> Brief 1
Answer these questions from the passage on the Ring production:
(a) What swallows the Woodbird during the love duet?
(b) According to Siddiqui, what does the production attempt to do to the Romantic work of art?
(c) In the hypothetical museum example, whose sculpture would the Metropolitan Museum of Art display under a cloth?
> Brief 2
Please continue the passage on the Ring production from its last sentence.

======== Page text

Mann’s fictional character’s critique of mid-20th century Germany is why Wotan gets a blow job? The imagined aesthetic view of a novelist’s imagined character – one who purposely contracts syphilis and whose descent into the madness of disease consciously evokes Germany’s descent into the madness of Hitler – is why the crocodile swallows the Woodbird during the love duet?
No, Siddiqui is arguing that the production does something else by inserting these distractions – and by placing on video screens events occurring out of the sight of the audience at the same time other action is occurring onstage. She welcomes the production as an “attempt to wreak havoc on the Romantic work of art.” She proposes that the production’s “abiding message seems to be that we should all abandon the beautiful lie and face up to the ugliness of the world.”
The validity of this proposition is not at issue. The decision to choose Wagner’s Ring Cycle is the means to propound it – or, more narrowly, the decision to laud such a choice – very much is. Siddiqui seems to accept that it is appropriate to undermine a work of art whose aesthetic premise you find unacceptable, by bringing attention to the work and ridiculing it. Thus, for example, the Metropolitan Museum of Art might exhibit a Henry Moore sculpture but display it under a cloth so that it can’t be seen, thus signifying its disapproval of the art it has consciously and intentionally acquired. You engage in romantic narrative, and then disrupt it in order to convey your skepticism of it.

================
======== Recorded information

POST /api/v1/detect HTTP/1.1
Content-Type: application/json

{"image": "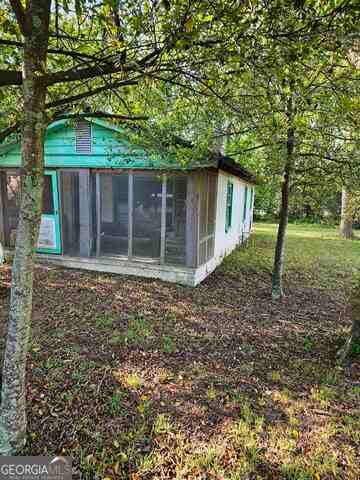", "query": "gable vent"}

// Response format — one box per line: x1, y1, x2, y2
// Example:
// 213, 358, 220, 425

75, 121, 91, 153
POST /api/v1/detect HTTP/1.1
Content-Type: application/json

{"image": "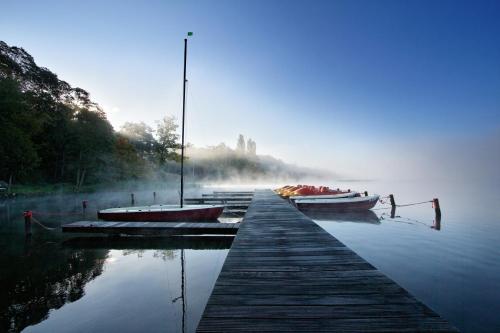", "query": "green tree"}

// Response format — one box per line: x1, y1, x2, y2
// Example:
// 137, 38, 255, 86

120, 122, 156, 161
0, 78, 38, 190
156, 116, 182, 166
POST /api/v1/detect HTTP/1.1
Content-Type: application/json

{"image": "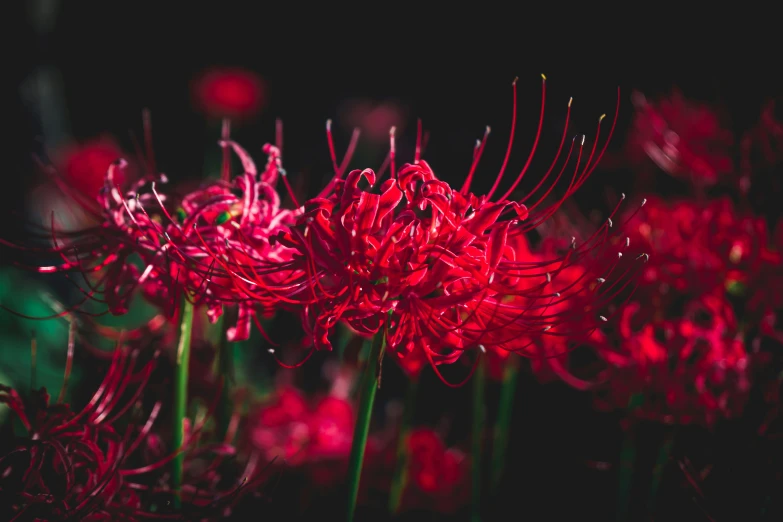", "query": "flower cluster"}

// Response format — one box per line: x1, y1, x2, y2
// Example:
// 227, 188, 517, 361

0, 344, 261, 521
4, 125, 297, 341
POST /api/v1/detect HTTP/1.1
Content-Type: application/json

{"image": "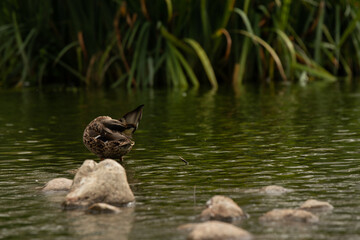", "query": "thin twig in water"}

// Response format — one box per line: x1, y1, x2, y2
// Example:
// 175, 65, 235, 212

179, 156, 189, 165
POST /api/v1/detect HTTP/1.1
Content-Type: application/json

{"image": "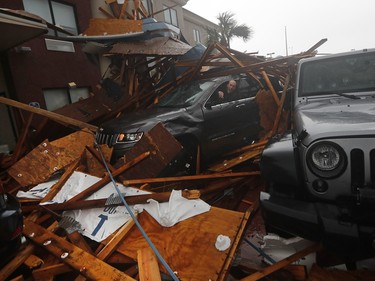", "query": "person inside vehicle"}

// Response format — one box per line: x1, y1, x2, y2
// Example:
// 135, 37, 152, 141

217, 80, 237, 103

================
======== Recorded information

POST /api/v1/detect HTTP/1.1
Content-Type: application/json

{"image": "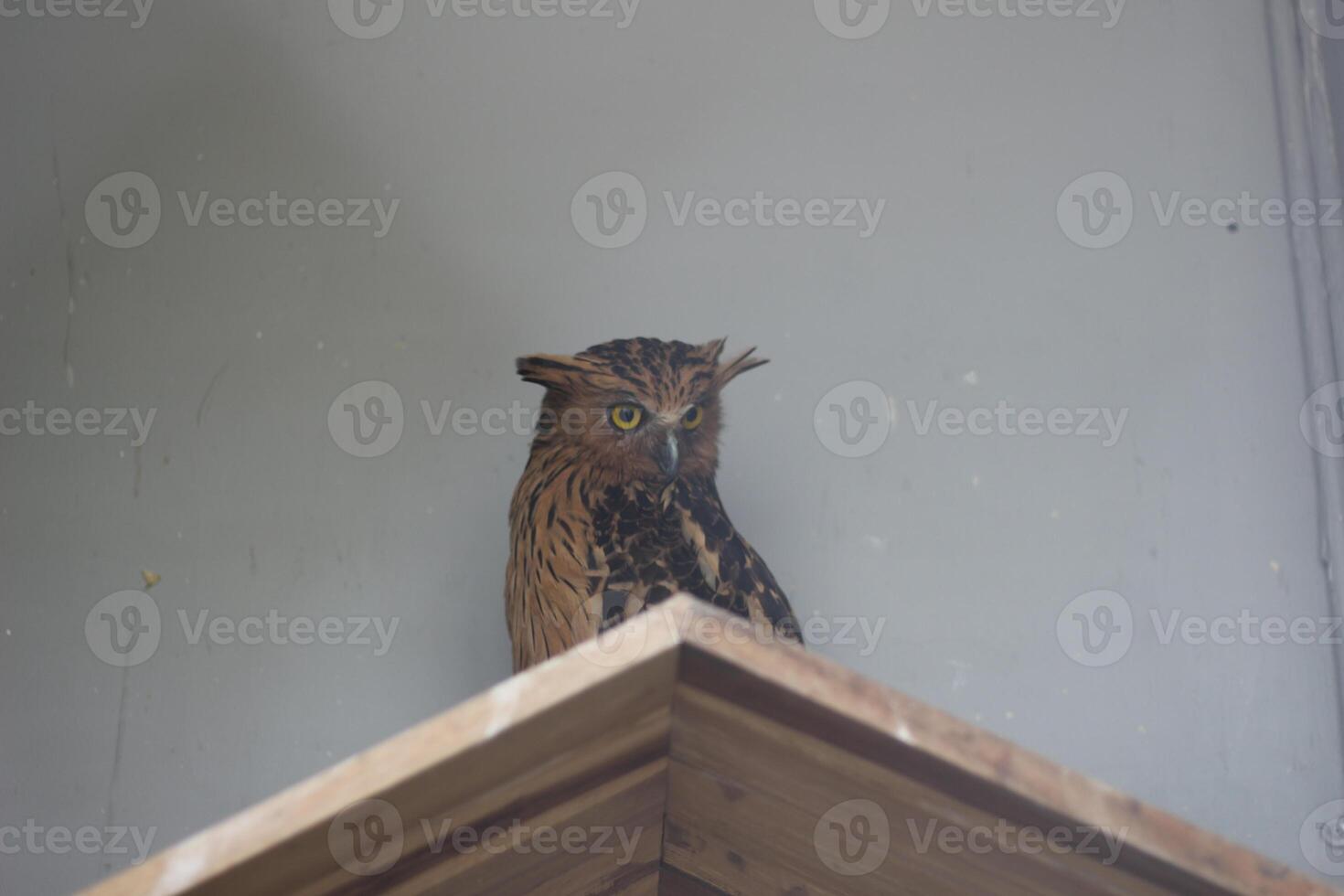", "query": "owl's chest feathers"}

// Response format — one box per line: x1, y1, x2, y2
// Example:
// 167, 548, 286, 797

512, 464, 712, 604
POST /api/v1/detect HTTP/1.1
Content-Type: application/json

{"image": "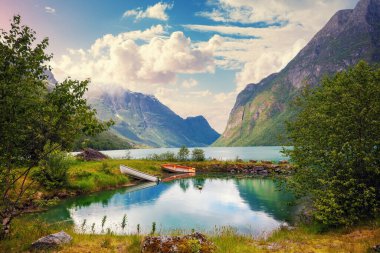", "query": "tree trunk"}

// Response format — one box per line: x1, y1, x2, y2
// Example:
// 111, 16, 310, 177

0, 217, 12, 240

================

> Response 1
(a) The crocodile.
(b) Wreak havoc on it.
(c) Henry Moore's.

> Response 2
Were this practice to be lauded (Ms. Siddiqui compares the production favorably to Chereau’s and urges that the use of simultaneous video images “should be taken up immediately by opera houses worldwide”) then it seems to me that all bets are off. If narrative is best if disrupted, and if the intellectual content of a work is presented in a way so as to undermine it, then any method of illogic should suffice. Why a crocodile? Why a blow job? Why spaghetti? How about if Wotan eats the crocodile, Siegfried eats the Woodbird, and Erda gives Fafner the blow job? Once you exempt yourself from the rigors of narrative cogency, then there is no obligation to the audience whatsoever, is there? In which case, why invite them to attend?
The critical error is even more profound, because at heart Ms. Siddiqui extols illogic, yet relies upon it herself to make her argument. At one point she approves the use of plastic objects as props, and explains: “Plastics are, of course, made out of oil; furthermore, the German word for plastic is Kunststoff – literally, artificial stuff – close to Kunstwerk.” It’s also close to Kunstgalerie (art museum), kunsthandlung (art store), keine kunst sein (so easy it’s a piece of cake), schwarze kunst (at wit’s end), and Kunstler (acrobat). So Castrof may have achieved the objective that Ms. Siddiqui proposes by continuing motifs of befuddled acrobats buying paint brushes.
But taking aside the absurdity of Ms. Siddiqui’s observation, she employed logic to get there. She took one theatrical event or object and related it to another theatrical event or object, and proposed a relationship between them. Yet that is not the intellectual universe that she argues renders Castorf’s “a meaningful reading of the work.” According to her own analysis, events should have no narrative or sequential meaning. If someone says “Be mine” they should be dealing with a crocodile, so that the words have no romantic or narrative significance. If someone says “Trust me to hear your story for I am nothing if not your own will,” she should be “filling phials of liquid dynamite,” so that the trust that the words (ordinarily) prompt is negated.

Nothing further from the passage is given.